** Start SOURCE EXTRACT **

Hello Beautiful People,
Michael A. Newcomer is by far one of the most gracious and kind human beings I have met. He has been onstage, and on the screen, playing roles like Tom in The Glass Menagerie, Mr. Wickham in Pride and Prejudice, Morris in The Heiress, Jonathan in Wintertime, and can currently be seen starring in the independent feature film, A Thousand Cuts, as Lance. He recently received a 2013 Los Angeles Drama Critic’s Circle Award for his performance as Lelie in The Bungler at A Noise Within. Starting May 29th you’ll be able to see Michael as Christy in Playboy of the Western World, directed by the amazing Paul Mullins at the Shakespeare Theatre of New Jersey. Until that opens, sit back and read our exclusive Q&A with Michael, as he was kind enough to sit down with me over a cup of coffee and talk theater, art, and education.
TWT: Did you always know that you wanted to be in the entertainment industry?
MAN: No! I was a jock in high school, and then I went to college and thought I wanted to play tennis professionally. Then I thought I wanted to be a VJ. That of course didn’t work out. College was the first time I really got involved in theater, and it was the firs time where I felt like all I had to do was please myself. And if I pleased myself, then that’s all that mattered, and hopefully everyone else would be pleased as a byproduct. I did this dinner theater tour right after I left school, making seventy-five dollars a week, and was miserable. And so I left theater for corporate America and a “normal” life in Atlanta, Georgia. I had a steady paycheck and health insurance. I was a consulting director for senior living healthcare facilities; I thought it was a good thing, but there was something inside of me that was very restless and not quite complete. Eventually I woke up one morning and said I need to try this. I need to be an actor. Cut to now, I’ve made a living as a professional actor for fifteen years. I’m so glad I took that leap of faith.
TWT: Tell us a bit about your latest feature film, A Thousand Cuts.

** End SOURCE EXTRACT **
** Start DATASET **

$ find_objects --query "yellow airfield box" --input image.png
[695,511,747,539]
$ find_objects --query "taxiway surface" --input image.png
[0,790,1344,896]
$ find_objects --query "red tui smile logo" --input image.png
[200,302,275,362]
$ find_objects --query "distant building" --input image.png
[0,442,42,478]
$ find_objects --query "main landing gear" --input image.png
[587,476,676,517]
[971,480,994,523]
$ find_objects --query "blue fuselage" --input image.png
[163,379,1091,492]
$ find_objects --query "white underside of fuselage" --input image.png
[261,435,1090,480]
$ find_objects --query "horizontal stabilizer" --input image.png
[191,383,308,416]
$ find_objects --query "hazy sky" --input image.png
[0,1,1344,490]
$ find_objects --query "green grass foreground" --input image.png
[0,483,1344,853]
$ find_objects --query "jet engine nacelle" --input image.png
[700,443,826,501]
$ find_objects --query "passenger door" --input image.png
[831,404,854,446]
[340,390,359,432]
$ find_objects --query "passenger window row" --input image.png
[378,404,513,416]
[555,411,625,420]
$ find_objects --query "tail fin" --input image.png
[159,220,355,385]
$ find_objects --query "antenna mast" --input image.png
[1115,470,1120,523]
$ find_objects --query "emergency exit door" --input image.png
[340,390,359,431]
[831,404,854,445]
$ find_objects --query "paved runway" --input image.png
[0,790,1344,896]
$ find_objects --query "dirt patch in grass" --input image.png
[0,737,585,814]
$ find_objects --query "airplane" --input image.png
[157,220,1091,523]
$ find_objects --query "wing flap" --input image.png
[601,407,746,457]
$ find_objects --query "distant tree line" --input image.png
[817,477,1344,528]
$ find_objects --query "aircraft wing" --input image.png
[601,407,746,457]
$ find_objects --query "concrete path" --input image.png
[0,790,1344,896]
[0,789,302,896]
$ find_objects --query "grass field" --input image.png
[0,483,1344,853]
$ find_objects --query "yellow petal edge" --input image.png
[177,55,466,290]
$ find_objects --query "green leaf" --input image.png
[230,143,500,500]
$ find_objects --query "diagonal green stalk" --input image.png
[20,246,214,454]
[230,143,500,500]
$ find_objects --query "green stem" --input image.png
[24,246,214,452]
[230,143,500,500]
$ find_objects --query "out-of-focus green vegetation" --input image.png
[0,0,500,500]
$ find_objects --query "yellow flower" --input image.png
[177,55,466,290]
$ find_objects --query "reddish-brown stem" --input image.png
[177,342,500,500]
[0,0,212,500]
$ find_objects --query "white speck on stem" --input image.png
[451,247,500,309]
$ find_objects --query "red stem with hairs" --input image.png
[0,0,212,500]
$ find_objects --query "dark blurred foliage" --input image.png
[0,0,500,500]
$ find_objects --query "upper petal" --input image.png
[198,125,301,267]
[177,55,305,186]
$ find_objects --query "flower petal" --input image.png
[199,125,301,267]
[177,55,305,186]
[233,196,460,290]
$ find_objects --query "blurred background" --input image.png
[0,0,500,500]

** End DATASET **

#### [WORK INSTRUCTIONS]
Answer these about the interview with Michael A. Newcomer:
(a) For which role did he receive a 2013 Los Angeles Drama Critic's Circle Award?
(b) How much did he earn each week on the dinner theater tour after school?
(c) For how many years has he made a living as a professional actor?

#### [SOLUTION BELOW]
(a) Lelie in The Bungler at A Noise Within.
(b) Seventy-five dollars a week.
(c) Fifteen years.